Vorliegender Text –

====

Grüne Karriere | 09. September 2021

Von lecker bis blitzeblank

Von Petra Littner
Mit dem Status „systemrelevant” wurde den Berufen der Hauswirtschaft ihre Bedeutung offiziell bestätigt. Über die vielfältigen und abwechslungsreichen Tätigkeiten berichten wir in dieser Folge der BBZ-Serie.
Die Zubereitung von Speisen ist nur ein Teil der hauswirtschaftlichen Aufgaben.
Erntezeit. Viel Obst und Gemüse sind reif, und weil man meist nicht alles auf einmal verzehren kann, ist es sinnvoll, die Früchte einzulagern oder für den Herbst und Winter zu konservieren. Wie man Lebensmittel haltbar macht, ist nur eine von vielen Kenntnissen, die in den Ausbildungsberufen rund um die Hauswirtschaft vermittelt werden. Denn es geht nicht nur um Ernährung, sondern auch um Reinigung und Textilpflege, Hygiene und Umwelt, Versorgung und Pflege von Familienmitgliedern und Hilfebedürftigen, die Betreuung von Feriengästen und vieles mehr in öffentlichen und privaten Haushalten.

====

Erfasste Daten –
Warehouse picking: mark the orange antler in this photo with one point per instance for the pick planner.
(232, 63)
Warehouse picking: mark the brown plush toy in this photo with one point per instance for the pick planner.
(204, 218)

====

Schriftliche Aufgabe – Schreib den Text über die Berufe in der Hauswirtschaft weiter, direkt im Anschluss an seinen letzten Satz.

Lösung der Aufgabe –
Wer einen Beruf der Hauswirtschaft ergreift, muss sehr sauber, sorgfältig und zuverlässig arbeiten, gut planen und organisieren können und vor allem den Umgang mit Menschen mögen. Einsatzbereiche gibt es viele: soziale Einrichtungen wie Kindertagesstätten, Ganztagesschulen, Pflegeheime, Kurkliniken oder auch Großküchen, Gastronomie und Hotellerie, Wäschereien und nicht zuletzt landwirtschaftliche Betriebe. Gerade in der Corona-Zeit sind die Notwendigkeit und Bedeutung dieser Berufsfelder deutlich geworden und die Nachfrage nach qualifiziertem Personal stark angestiegen.
 
Ein hübsch gedeckter Tisch und frisch zubereitete Speisen sorgen mit dafür, dass eine Feier gelingt. Bei den Vorbereitungen greifen viele hauswirtschaftliche Tätigkeiten ineinander.
Abhängig vom Unternehmen werden Tätigkeitsschwerpunkte  gesetzt, bei denen stets  Kreativität und Flexibilität gefragt sind. Aber egal ob in einer Firma, in einer sozialen Einrichtung  oder in einer Familie – im Alltag müssen zahlreiche Arbeiten erledigt werden, damit „der Laden läuft”.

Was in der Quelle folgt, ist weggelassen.